START Data supplied
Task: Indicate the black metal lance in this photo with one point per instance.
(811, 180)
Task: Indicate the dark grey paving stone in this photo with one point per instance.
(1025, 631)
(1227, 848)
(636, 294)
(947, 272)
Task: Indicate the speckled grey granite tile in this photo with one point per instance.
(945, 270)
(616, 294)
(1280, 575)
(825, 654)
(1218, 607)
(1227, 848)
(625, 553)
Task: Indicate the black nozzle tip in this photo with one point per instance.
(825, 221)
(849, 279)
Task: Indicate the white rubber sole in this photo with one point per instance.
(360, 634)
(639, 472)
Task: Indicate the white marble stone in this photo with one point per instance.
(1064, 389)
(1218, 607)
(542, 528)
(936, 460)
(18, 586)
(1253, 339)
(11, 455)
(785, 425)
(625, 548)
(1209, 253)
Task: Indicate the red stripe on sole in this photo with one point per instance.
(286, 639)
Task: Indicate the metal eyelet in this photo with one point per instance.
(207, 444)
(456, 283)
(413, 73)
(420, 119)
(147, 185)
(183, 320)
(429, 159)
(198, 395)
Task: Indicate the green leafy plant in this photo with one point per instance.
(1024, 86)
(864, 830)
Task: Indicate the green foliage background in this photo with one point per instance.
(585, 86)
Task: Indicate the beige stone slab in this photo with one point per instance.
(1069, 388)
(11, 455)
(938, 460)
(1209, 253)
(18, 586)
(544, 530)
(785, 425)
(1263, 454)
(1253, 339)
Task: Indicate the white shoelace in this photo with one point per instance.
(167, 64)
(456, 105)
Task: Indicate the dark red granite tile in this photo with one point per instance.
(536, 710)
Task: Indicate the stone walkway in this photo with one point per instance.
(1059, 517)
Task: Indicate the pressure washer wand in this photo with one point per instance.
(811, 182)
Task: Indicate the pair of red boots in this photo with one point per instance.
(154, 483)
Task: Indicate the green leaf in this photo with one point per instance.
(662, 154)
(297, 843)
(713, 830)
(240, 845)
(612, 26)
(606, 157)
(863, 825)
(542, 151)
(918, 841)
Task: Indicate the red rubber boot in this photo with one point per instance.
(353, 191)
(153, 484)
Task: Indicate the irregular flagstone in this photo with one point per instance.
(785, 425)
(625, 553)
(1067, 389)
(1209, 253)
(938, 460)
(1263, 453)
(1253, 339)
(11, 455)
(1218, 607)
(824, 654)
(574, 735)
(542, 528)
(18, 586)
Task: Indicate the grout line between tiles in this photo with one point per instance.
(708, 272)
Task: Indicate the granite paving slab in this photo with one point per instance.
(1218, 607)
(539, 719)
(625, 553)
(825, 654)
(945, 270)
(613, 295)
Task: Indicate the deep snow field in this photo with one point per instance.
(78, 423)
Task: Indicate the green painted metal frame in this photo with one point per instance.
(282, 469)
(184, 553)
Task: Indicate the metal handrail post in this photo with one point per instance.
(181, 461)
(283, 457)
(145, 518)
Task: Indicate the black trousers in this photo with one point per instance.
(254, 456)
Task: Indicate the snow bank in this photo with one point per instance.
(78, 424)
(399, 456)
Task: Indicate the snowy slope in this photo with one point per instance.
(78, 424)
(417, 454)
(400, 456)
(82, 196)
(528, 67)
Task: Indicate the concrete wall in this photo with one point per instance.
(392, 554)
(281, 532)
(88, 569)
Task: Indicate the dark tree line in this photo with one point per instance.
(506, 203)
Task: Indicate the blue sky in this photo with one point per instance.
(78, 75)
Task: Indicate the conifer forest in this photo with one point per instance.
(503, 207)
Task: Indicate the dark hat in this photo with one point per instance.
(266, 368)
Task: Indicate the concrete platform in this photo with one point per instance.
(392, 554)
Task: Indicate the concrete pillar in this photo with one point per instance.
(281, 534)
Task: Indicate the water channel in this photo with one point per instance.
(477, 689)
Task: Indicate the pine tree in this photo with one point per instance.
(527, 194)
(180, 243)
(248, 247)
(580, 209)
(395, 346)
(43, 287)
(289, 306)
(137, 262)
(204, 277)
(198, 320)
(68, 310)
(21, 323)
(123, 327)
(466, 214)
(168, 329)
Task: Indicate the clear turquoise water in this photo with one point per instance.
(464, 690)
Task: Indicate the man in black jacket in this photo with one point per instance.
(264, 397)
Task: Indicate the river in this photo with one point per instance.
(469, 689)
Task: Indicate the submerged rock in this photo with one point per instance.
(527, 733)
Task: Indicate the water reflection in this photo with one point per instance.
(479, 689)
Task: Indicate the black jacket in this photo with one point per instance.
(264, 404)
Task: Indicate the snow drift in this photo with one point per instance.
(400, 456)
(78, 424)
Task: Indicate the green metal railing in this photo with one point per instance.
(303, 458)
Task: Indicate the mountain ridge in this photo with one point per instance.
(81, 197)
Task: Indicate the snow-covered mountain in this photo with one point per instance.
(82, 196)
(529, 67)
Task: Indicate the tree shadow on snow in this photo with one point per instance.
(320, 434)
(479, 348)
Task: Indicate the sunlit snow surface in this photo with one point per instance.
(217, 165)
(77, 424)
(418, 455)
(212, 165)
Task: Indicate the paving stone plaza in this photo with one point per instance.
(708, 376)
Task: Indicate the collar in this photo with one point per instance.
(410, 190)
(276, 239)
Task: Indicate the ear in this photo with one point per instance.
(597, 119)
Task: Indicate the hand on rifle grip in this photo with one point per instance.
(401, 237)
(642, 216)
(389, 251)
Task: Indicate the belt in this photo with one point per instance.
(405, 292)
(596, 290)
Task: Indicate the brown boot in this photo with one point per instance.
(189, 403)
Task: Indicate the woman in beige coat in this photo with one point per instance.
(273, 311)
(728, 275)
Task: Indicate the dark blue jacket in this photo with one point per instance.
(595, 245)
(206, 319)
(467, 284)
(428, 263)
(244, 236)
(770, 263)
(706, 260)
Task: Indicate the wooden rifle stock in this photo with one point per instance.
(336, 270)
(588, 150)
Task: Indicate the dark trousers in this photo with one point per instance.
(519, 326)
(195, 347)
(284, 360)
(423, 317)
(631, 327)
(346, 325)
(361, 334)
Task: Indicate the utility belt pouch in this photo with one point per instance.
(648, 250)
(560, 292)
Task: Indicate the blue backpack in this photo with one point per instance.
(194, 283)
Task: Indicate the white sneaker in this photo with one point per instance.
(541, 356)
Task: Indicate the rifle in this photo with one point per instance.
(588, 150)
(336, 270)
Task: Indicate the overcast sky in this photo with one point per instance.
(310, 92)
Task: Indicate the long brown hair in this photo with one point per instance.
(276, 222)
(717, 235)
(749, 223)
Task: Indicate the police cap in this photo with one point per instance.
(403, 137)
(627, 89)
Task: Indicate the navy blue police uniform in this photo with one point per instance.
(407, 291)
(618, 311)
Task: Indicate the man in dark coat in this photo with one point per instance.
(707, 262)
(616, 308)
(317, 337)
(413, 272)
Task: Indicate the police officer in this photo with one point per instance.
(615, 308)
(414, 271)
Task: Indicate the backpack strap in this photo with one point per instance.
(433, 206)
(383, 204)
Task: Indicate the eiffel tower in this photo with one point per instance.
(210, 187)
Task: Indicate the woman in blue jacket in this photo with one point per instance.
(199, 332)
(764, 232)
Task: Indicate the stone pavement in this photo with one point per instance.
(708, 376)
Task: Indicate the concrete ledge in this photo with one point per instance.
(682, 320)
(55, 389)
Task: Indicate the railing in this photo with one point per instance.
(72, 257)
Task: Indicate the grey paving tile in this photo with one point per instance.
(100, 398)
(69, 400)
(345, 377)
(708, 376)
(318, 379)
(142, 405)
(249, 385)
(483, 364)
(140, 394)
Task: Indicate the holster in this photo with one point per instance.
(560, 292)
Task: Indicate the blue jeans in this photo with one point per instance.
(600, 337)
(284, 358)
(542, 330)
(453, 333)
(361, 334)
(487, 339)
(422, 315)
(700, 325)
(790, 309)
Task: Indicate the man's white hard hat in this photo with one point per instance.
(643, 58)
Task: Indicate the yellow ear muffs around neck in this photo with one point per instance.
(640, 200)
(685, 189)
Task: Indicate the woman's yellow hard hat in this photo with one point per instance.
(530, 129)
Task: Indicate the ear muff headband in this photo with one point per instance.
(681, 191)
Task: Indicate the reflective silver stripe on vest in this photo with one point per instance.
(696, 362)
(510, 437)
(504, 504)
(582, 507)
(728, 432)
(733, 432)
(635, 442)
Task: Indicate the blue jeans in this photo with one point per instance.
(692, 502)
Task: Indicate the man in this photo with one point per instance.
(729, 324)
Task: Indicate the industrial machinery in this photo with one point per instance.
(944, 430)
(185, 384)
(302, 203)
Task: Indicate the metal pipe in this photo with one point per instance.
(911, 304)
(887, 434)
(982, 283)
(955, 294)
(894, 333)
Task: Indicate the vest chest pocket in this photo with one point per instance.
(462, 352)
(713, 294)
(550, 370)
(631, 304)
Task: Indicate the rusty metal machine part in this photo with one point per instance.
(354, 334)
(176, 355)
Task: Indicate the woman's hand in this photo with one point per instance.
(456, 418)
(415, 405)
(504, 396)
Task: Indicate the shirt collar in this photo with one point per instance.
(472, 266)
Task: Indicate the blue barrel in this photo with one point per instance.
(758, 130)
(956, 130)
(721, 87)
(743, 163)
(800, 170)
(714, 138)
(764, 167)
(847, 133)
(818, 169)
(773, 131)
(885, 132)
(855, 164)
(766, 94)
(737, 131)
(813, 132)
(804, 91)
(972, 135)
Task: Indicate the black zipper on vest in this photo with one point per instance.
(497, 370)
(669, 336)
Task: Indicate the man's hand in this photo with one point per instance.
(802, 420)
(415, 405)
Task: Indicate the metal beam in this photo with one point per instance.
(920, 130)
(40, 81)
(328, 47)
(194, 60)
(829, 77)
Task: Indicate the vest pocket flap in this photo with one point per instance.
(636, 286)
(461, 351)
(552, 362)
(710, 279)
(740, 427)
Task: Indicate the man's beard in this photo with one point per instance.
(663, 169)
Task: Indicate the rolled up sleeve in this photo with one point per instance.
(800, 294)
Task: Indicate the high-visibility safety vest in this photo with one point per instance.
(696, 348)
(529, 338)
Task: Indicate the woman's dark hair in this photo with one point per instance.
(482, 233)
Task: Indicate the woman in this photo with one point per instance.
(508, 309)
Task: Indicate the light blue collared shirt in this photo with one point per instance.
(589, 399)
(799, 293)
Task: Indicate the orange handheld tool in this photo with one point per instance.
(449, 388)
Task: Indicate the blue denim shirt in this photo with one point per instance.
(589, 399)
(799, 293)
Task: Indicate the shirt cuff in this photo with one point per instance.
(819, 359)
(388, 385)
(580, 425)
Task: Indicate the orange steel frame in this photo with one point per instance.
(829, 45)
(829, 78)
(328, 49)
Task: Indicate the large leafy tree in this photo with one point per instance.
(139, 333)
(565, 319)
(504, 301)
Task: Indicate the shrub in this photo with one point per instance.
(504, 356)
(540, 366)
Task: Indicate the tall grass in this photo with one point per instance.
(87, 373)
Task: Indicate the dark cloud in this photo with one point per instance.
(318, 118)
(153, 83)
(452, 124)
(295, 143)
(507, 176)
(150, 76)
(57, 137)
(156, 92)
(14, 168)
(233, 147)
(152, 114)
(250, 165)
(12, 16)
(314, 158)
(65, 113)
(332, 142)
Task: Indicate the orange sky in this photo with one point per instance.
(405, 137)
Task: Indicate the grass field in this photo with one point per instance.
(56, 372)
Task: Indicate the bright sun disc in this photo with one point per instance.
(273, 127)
END Data supplied
Requirements -> Could you rescale the lines above, from the line with "Task: Indicate the shrub" up to and including the last line, by writing them all out again with the requests kept as they are? Multiply each coordinate in the answers by 1.6 and round to the nearest whole number, with halves rounded up.

Completed task ->
Task: Indicate the shrub in this photo with one point per instance.
(806, 570)
(864, 586)
Task: Indicate the tall grass in this photo with one point per instance.
(139, 597)
Task: Indicate the dark cloud in this photo with one point per instance.
(509, 189)
(245, 133)
(723, 198)
(472, 229)
(811, 282)
(240, 122)
(91, 219)
(250, 147)
(22, 269)
(373, 235)
(243, 182)
(400, 264)
(19, 26)
(502, 253)
(104, 181)
(531, 227)
Task: Indicate the orange sky in this photo with one point per instance.
(648, 219)
Task: Indicate the grass field in this photo with one point per instance.
(90, 595)
Task: Indicate the bright sun disc in this photo with one point per instance.
(437, 203)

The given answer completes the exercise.